Segmentation dataset records:
========================================
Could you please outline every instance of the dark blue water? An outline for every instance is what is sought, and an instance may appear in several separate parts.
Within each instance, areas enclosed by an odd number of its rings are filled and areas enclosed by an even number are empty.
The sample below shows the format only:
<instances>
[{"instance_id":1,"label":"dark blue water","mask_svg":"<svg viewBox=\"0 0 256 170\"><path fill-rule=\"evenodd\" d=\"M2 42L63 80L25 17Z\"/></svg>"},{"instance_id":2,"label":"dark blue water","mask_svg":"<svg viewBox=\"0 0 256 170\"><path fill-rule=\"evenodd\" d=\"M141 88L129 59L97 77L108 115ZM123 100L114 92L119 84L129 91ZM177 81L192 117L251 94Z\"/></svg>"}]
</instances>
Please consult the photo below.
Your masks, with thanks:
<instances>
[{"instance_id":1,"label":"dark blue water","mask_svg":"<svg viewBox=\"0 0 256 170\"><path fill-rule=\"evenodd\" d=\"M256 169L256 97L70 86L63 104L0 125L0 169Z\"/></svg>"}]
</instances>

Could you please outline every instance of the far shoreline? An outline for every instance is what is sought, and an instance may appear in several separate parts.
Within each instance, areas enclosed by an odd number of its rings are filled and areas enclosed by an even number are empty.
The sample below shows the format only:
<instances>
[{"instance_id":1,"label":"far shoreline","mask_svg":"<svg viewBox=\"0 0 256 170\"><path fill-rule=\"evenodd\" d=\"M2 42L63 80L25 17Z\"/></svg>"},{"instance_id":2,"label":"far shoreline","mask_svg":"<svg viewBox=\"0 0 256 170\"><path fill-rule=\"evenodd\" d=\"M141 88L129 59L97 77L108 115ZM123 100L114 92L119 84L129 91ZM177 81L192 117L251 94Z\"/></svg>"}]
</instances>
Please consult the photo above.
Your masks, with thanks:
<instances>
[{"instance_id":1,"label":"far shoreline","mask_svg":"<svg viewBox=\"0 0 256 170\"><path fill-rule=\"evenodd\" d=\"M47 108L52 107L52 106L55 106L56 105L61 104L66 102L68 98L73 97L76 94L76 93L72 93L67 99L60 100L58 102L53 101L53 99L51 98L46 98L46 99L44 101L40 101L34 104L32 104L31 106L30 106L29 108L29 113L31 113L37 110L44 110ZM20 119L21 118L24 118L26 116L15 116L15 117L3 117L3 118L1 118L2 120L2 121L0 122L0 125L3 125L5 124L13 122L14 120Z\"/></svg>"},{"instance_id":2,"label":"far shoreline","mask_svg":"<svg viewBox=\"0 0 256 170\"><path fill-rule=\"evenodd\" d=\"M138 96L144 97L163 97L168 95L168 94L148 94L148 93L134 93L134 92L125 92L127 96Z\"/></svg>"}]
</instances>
========================================
Written instruction:
How many lines in the listing above contain the string "viewBox", matching case exactly? Reply with the number alone.

Task solution:
4